Given task 1:
Extract every line of the entries that contains the word "letter". Case counts.

------ Quoted passage

This year, several large-scale appeals were made by retired servicemen in the Xinjiang Production and Construction Corps to the Chinese Communist Party, requesting better working conditions and the protection of their rights. Executive member of the Chinese National Liberation Union and former military officer Li Qike describes the history of the Xinjiang corps and explains some of the reasons behind the unit's discontentment.
Epoch Times reporter Xin Fei interviewed Mr. Qike, who served military duty in Xinjiang for three years toward the end of the 1980s and personally witnessed the living conditions of the members of the Xinjiang Production and Construction Corps. The following article was compiled based on the interview.
Strategic Importance of the Corps
The history of the Xinjiang Production and Construction Corps begins with its predecessor: the first unit of the CCP's Northwestern regional army, led by Cmdr. Wang Zhen. Its original mission was to help the CCP to take over political power. After the CCP took over in 1949, the CCP tied the army to Xinjiang and reorganized it into a "production and construction corps." Its new purpose was to serve as a tool to maintain CCP rule in Xinjiang, and to prevent the various nationalities in Xinjiang's diverse population from striving to attain autonomy from the CCP.
In addition to transforming the regular army unit into a specialized corps, the CCP also brought a multitude of inland-educated youth to join the construction army corps. Today, the Xinjiang army corps comprises more than 2 million people in 14 units. Besides its military significance, it has also become involved in Xinjiang's industry, agriculture, trade and construction activities. The main members of the army corps are required to settle in Xinjiang; they are subjected to the CCP's severe controls, which deprive members of various types of rights and interests. Over the years, they have become the objects of oppression, shame and enslavement.

------------
------ Source data

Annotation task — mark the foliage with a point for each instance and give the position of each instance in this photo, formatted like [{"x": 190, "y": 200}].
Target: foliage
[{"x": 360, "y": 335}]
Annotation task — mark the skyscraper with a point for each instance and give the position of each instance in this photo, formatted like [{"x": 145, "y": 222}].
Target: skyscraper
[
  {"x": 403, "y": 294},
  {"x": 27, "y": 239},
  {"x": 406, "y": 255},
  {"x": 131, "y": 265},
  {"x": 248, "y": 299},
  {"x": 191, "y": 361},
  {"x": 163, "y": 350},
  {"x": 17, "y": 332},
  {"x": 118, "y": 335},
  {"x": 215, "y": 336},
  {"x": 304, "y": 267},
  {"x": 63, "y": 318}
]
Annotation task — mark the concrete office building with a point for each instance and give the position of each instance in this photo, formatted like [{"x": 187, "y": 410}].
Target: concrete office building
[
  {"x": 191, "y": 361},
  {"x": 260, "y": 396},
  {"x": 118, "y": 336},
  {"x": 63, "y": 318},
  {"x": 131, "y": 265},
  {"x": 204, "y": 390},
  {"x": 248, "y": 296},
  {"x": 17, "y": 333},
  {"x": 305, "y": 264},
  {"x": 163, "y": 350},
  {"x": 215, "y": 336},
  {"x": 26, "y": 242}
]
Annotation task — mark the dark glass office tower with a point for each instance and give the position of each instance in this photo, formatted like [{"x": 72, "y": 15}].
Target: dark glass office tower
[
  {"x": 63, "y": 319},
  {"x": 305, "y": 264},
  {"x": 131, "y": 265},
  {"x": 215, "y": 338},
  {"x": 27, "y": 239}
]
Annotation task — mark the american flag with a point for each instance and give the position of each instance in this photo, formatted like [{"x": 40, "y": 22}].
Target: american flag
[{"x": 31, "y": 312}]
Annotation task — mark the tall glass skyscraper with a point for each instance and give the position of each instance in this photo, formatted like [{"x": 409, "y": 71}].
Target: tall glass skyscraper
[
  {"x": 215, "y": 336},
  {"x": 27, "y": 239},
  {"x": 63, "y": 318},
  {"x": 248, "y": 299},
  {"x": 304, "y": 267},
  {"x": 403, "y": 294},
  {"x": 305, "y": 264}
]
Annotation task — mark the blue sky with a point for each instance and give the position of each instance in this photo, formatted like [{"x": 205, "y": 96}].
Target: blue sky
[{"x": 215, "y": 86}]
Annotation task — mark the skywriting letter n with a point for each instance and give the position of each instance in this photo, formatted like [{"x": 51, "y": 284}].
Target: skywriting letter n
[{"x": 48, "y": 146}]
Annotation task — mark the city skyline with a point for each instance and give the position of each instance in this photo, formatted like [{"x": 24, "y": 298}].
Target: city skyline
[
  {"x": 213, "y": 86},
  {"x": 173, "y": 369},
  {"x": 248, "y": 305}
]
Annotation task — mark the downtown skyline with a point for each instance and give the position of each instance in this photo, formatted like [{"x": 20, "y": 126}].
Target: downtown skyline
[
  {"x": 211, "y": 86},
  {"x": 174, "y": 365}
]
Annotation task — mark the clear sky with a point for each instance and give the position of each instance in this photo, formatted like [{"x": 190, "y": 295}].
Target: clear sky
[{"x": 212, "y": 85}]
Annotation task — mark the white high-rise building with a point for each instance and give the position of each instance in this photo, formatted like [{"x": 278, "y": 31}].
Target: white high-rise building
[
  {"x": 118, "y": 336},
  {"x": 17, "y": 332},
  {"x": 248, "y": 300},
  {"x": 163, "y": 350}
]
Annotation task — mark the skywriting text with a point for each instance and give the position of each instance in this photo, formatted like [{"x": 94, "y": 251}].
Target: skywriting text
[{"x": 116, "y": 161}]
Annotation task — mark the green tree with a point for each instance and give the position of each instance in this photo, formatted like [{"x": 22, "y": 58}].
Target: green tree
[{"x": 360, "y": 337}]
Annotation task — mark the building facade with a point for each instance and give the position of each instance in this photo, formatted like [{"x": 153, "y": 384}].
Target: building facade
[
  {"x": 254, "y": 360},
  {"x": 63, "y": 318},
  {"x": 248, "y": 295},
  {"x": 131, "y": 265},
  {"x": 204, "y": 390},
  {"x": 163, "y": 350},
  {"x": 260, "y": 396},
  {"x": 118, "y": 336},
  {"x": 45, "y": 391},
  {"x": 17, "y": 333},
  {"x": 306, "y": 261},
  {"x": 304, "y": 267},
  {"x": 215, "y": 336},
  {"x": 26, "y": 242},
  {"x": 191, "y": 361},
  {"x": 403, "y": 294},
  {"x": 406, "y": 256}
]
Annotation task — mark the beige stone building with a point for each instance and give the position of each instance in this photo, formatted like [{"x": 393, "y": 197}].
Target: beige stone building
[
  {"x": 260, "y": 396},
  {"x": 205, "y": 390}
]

------------
------ Source data

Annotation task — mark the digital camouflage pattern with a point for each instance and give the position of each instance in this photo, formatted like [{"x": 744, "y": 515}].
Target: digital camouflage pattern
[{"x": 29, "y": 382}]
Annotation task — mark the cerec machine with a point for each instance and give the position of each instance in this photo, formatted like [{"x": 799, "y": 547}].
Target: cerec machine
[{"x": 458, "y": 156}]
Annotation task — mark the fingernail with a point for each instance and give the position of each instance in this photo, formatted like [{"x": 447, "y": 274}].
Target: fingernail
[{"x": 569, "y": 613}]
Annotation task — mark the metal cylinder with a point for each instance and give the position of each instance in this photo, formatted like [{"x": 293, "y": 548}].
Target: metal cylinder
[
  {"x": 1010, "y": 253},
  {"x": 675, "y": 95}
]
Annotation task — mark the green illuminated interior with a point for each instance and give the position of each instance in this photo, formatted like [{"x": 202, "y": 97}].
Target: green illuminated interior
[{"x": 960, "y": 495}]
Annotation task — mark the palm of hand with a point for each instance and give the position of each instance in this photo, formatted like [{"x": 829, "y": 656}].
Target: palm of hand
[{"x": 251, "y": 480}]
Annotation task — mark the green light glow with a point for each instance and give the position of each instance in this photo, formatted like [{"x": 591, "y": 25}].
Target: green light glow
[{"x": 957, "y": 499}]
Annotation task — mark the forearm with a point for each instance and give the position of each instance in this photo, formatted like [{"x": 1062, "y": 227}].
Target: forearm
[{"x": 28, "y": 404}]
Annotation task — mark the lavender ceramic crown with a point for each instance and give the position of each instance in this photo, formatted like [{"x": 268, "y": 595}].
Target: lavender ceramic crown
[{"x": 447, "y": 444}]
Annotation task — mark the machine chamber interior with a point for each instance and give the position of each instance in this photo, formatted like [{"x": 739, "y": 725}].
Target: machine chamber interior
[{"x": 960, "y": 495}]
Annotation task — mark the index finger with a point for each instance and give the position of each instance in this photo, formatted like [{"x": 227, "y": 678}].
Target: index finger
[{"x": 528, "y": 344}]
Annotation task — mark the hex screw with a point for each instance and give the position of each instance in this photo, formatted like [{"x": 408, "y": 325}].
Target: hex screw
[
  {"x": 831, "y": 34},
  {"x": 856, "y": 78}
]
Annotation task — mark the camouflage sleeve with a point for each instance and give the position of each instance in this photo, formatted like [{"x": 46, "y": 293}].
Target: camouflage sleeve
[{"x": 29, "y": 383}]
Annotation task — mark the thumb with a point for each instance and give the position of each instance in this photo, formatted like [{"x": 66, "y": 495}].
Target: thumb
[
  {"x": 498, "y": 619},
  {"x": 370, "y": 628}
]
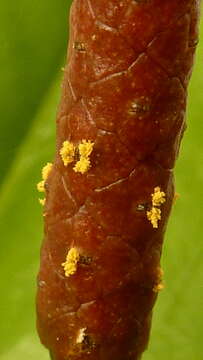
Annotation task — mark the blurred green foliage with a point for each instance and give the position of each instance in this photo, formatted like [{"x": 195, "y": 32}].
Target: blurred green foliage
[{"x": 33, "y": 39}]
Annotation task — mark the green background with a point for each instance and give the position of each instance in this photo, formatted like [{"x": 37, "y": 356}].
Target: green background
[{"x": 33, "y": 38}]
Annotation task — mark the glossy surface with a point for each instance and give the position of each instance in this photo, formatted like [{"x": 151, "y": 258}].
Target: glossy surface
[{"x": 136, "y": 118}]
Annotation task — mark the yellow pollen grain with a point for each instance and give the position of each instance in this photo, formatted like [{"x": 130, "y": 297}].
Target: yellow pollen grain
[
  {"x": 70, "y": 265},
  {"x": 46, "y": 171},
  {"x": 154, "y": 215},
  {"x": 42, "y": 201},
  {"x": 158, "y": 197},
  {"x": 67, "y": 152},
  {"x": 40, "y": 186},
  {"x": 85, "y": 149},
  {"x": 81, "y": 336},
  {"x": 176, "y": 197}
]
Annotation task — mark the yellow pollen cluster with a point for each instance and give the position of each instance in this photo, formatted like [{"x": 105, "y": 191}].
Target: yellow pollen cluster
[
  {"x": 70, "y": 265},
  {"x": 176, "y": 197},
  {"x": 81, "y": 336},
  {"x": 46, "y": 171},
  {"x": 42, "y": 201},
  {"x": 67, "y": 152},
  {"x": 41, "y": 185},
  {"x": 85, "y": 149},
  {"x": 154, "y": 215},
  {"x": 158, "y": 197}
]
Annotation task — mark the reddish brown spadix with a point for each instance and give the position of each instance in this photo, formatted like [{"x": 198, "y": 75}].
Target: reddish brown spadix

------------
------ Source data

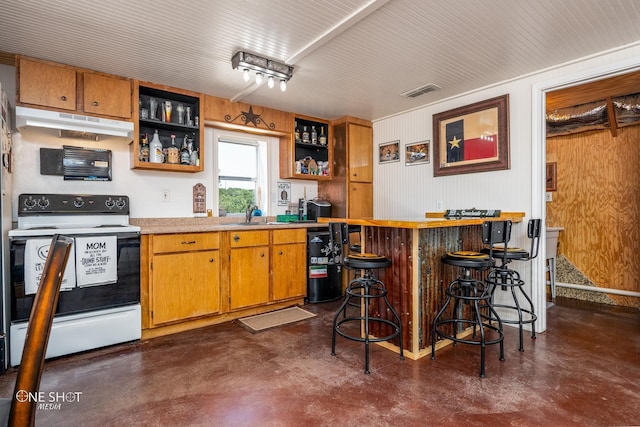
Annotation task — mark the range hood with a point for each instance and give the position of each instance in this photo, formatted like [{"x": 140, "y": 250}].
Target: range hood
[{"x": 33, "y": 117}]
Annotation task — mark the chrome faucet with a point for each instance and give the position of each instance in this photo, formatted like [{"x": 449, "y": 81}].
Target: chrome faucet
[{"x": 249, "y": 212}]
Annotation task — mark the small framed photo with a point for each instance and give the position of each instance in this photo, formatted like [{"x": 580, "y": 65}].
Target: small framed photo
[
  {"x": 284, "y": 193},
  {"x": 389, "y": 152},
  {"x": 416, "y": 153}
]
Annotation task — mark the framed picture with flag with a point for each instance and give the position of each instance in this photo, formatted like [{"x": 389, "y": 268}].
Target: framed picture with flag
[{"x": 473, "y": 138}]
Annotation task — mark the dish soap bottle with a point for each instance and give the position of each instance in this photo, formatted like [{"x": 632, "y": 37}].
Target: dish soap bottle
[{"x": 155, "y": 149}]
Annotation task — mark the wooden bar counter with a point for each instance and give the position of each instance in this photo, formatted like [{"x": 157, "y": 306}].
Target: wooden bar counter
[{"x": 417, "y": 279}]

------------

Given task 2:
Please reproduce the Xinjiang corps article from "This year, several" up to and including "the unit's discontentment.", substituting "veterans" for "retired servicemen".

Reply 1:
Annotation task — mark the skywriting letter n with a point for each instance and give the position of each instance in this photo, formatted like [{"x": 51, "y": 284}].
Target: skywriting letter n

Reply 2:
This year, several large-scale appeals were made by veterans in the Xinjiang Production and Construction Corps to the Chinese Communist Party, requesting better working conditions and the protection of their rights. Executive member of the Chinese National Liberation Union and former military officer Li Qike describes the history of the Xinjiang corps and explains some of the reasons behind the unit's discontentment.